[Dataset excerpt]
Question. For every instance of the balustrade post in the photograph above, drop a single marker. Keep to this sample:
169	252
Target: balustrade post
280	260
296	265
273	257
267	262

PROBLEM STATEMENT =
Repeat each of the entries above precisely as given.

ANSWER FOR THE TASK =
Question. For every instance of the balustrade post in the photograph above, drop a single marker. Keep to this sample:
169	252
Target: balustrade post
280	260
296	265
273	257
267	262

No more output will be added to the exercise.